-- BEGIN Provided data --

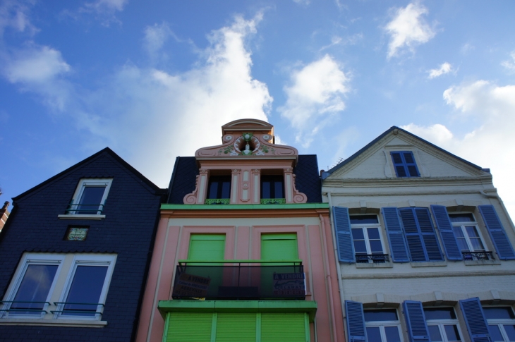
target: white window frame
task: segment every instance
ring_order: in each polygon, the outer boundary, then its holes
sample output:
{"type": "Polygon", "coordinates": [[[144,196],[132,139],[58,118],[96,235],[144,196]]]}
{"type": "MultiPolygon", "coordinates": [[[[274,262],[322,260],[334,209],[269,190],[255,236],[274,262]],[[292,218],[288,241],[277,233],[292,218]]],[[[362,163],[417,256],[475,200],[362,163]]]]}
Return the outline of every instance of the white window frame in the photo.
{"type": "MultiPolygon", "coordinates": [[[[75,276],[75,271],[77,270],[78,266],[107,266],[107,271],[106,272],[106,277],[104,279],[104,284],[102,286],[102,292],[100,293],[100,297],[99,298],[99,303],[105,303],[106,297],[107,296],[107,291],[111,284],[111,278],[113,275],[113,270],[114,269],[114,264],[116,262],[116,255],[77,255],[73,258],[73,265],[70,269],[70,271],[68,274],[68,278],[66,279],[66,285],[64,291],[62,291],[59,302],[65,302],[68,294],[70,292],[71,288],[71,283],[75,276]]],[[[64,307],[63,304],[59,304],[57,305],[56,311],[62,311],[64,307]]],[[[66,316],[63,315],[62,312],[56,312],[54,314],[54,318],[60,319],[76,319],[77,317],[80,317],[81,319],[92,319],[98,320],[101,318],[102,313],[104,312],[104,305],[99,305],[97,307],[97,312],[94,317],[91,316],[66,316]]]]}
{"type": "MultiPolygon", "coordinates": [[[[452,307],[452,310],[454,311],[454,315],[456,316],[456,310],[454,310],[454,307],[452,307]]],[[[461,342],[464,341],[464,335],[461,333],[461,329],[459,326],[459,321],[458,320],[457,316],[455,319],[426,319],[425,323],[428,324],[428,329],[429,329],[429,326],[438,326],[438,329],[440,330],[442,342],[449,342],[449,340],[447,339],[447,333],[445,331],[444,326],[454,325],[458,327],[458,334],[459,334],[460,338],[459,341],[461,342]]]]}
{"type": "MultiPolygon", "coordinates": [[[[114,266],[116,261],[116,255],[114,254],[51,254],[51,253],[25,253],[18,264],[18,269],[15,272],[13,280],[8,288],[8,291],[4,297],[4,300],[11,301],[16,295],[23,276],[25,274],[27,268],[30,264],[58,264],[56,275],[49,291],[47,302],[43,310],[47,313],[36,313],[35,314],[16,314],[16,312],[8,311],[0,312],[0,325],[4,324],[27,324],[37,325],[37,322],[47,324],[49,322],[66,322],[71,325],[86,326],[88,324],[95,326],[105,325],[107,322],[100,321],[102,312],[104,310],[104,305],[99,305],[97,308],[98,314],[91,316],[66,316],[61,314],[63,304],[55,303],[57,302],[63,303],[68,296],[71,287],[71,283],[75,276],[78,266],[107,266],[107,271],[104,279],[102,290],[99,298],[99,303],[105,303],[106,298],[111,284],[114,266]],[[22,322],[23,321],[23,322],[22,322]],[[19,322],[19,323],[18,323],[19,322]],[[85,325],[86,324],[86,325],[85,325]]],[[[8,310],[11,303],[4,303],[1,305],[2,310],[8,310]]]]}
{"type": "MultiPolygon", "coordinates": [[[[509,307],[511,310],[511,312],[514,312],[513,307],[511,306],[504,305],[502,307],[509,307]]],[[[490,325],[497,325],[499,326],[499,329],[501,331],[501,335],[502,336],[502,338],[504,339],[505,341],[509,342],[509,338],[508,338],[508,335],[506,334],[506,331],[504,330],[504,324],[508,325],[515,325],[515,319],[488,319],[486,320],[487,324],[490,325]]],[[[490,327],[488,328],[490,329],[490,327]]]]}
{"type": "MultiPolygon", "coordinates": [[[[73,210],[73,208],[70,208],[71,210],[67,212],[64,215],[58,215],[59,219],[100,219],[105,218],[105,215],[102,214],[104,209],[103,205],[105,204],[107,195],[109,193],[111,189],[111,184],[113,183],[113,178],[81,178],[79,181],[79,183],[77,185],[77,189],[73,194],[72,202],[71,204],[73,205],[78,205],[78,202],[84,193],[84,189],[88,186],[105,186],[104,190],[104,195],[102,195],[100,203],[99,203],[99,207],[97,211],[97,214],[80,214],[73,210]]],[[[95,210],[95,209],[92,209],[95,210]]]]}
{"type": "MultiPolygon", "coordinates": [[[[12,301],[18,293],[18,291],[20,288],[23,278],[25,277],[25,272],[29,265],[31,264],[43,264],[43,265],[58,265],[57,271],[54,276],[54,280],[50,286],[50,288],[48,291],[48,295],[45,299],[46,302],[50,303],[50,298],[52,293],[54,293],[57,279],[59,277],[62,265],[64,262],[64,255],[52,255],[52,254],[25,254],[22,257],[20,263],[18,264],[16,271],[14,274],[13,280],[7,289],[6,295],[4,298],[4,300],[12,301]]],[[[11,308],[11,303],[6,303],[1,306],[2,310],[8,310],[11,308]]],[[[41,319],[45,315],[45,311],[48,312],[49,305],[45,304],[43,306],[43,311],[41,313],[35,313],[34,314],[16,314],[16,312],[1,311],[0,312],[0,318],[37,318],[41,319]]]]}
{"type": "MultiPolygon", "coordinates": [[[[364,312],[366,312],[366,310],[364,310],[364,312]]],[[[396,321],[365,321],[365,330],[366,330],[367,328],[379,327],[379,331],[381,334],[381,341],[387,342],[384,328],[387,326],[396,326],[397,331],[399,331],[399,336],[401,338],[401,342],[403,342],[404,338],[402,336],[402,329],[401,329],[401,321],[399,320],[399,312],[396,309],[395,309],[395,313],[397,315],[396,321]]]]}
{"type": "MultiPolygon", "coordinates": [[[[467,246],[468,247],[468,250],[461,250],[461,252],[490,252],[488,250],[487,246],[486,243],[485,243],[485,239],[483,238],[483,234],[481,234],[481,231],[479,229],[479,226],[478,225],[478,221],[475,221],[475,217],[474,216],[474,214],[472,213],[466,212],[466,213],[454,213],[452,212],[449,213],[449,217],[452,214],[471,214],[472,215],[472,218],[474,219],[474,221],[461,221],[461,222],[453,222],[451,221],[451,225],[452,226],[453,231],[454,228],[459,227],[461,229],[461,233],[463,233],[464,236],[465,237],[465,242],[467,244],[467,246]],[[479,240],[481,241],[481,243],[483,243],[483,250],[475,250],[473,248],[472,243],[471,242],[470,236],[468,236],[468,233],[467,233],[466,228],[465,228],[467,226],[473,226],[475,228],[475,231],[478,232],[478,236],[479,236],[479,240]]],[[[456,237],[456,240],[458,240],[458,237],[456,237]]]]}
{"type": "MultiPolygon", "coordinates": [[[[355,215],[355,214],[350,214],[349,215],[349,219],[351,216],[357,216],[360,215],[355,215]]],[[[361,229],[363,232],[363,237],[365,238],[365,247],[367,249],[367,254],[368,255],[372,255],[373,254],[372,252],[372,248],[370,248],[370,239],[368,238],[368,231],[367,231],[368,228],[377,228],[377,233],[379,233],[379,240],[381,242],[381,248],[382,249],[382,254],[386,254],[384,251],[386,250],[384,249],[384,242],[383,241],[382,238],[382,233],[381,231],[381,224],[379,223],[379,217],[377,215],[375,215],[376,218],[377,219],[377,224],[351,224],[351,234],[352,235],[352,230],[353,229],[361,229]]],[[[352,239],[352,243],[353,243],[353,248],[354,247],[354,238],[353,237],[352,239]]],[[[354,255],[358,255],[358,253],[354,251],[354,255]]],[[[368,260],[369,263],[373,262],[372,260],[368,260]]]]}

-- END Provided data --

Given request:
Put everything from the start of the records above down to and including the line containing "Return the outline" into a numbered list, skipping blank lines. Leave the picture out.

Response to the exercise:
1. target: white window frame
2. task: segment every instance
3. ring_order: in each polygon, the outer boundary, then its holes
4. sample output:
5. {"type": "Polygon", "coordinates": [[[144,196],[132,139],[58,118],[96,235],[144,196]]]}
6. {"type": "MultiPolygon", "coordinates": [[[[274,262],[322,260],[334,209],[269,190],[255,236],[274,262]],[[292,218],[288,241],[277,233],[292,218]]],[[[362,163],[417,256],[475,200],[362,163]]]]}
7. Return the outline of every instance of the white window frame in the photo.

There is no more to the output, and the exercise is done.